◆ DOCUMENT PASSAGE:
Vacuum Electronic Devices

Vacuum electron devices (VEDs) are the most powerful and efficient sources of coherent radiation throughout the microwave and millimeter wave bands. Our recent work on vacuum electronic devices has been focusing on millimetre wave bands, including Extended Interaction Klystron Oscillators (EIKO) and Backwave Oscillators (BWO) using pseudospark (PS)-sourced sheet electron beam; and spatial harmonic magnetrons and rising sun anode magnetrons; and high spatial harmonic gyrotrons.

Pseduospark electron beam devices – EKIOs and BWOs

To overcome the limitation of conventional thermionic cathode, the pseduospark(PS) electron beam driven EIKOs and BWOs have been investigated under two EPSRC funded projects, in collaboration with University of Strathclyde. The configuration of PS electron beam driven devices are shown in the figures below. These devices are characterised by high power, low cost, and compactness without the need of the magnetic focusing system.

 

Figure 1: Experimental set-up of PS electron beam driven devices

Figure 2: Schematic drawing of the EIKO SWS operating at 352GHz

Figure 3: Structure of the double staggered grating SWS BWO operating in the range of 343-381 GHz

Millimetre wave magnetrons

Based on our extensive experience in microwave magnetrons, we have extended the operating frequency of magnetron to W-band, by employing either spatial harmonic anode or rising-sun anode. Figures below show the structures of these magnetrons.

Items listed in a dataset:
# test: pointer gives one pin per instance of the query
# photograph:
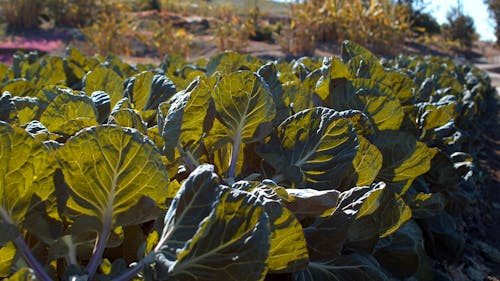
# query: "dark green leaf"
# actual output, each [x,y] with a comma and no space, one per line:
[403,255]
[190,114]
[192,204]
[147,90]
[104,79]
[26,170]
[128,118]
[345,268]
[232,243]
[288,250]
[245,112]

◆ THE EXERCISE: Can you output the vacuum electronic devices text word for word, from "Figure 3: Structure" up to and including "of these magnetrons."?

◆ ANSWER FOR THE TASK:
Figure 3: Structure of the double staggered grating SWS BWO operating in the range of 343-381 GHz

Millimetre wave magnetrons

Based on our extensive experience in microwave magnetrons, we have extended the operating frequency of magnetron to W-band, by employing either spatial harmonic anode or rising-sun anode. Figures below show the structures of these magnetrons.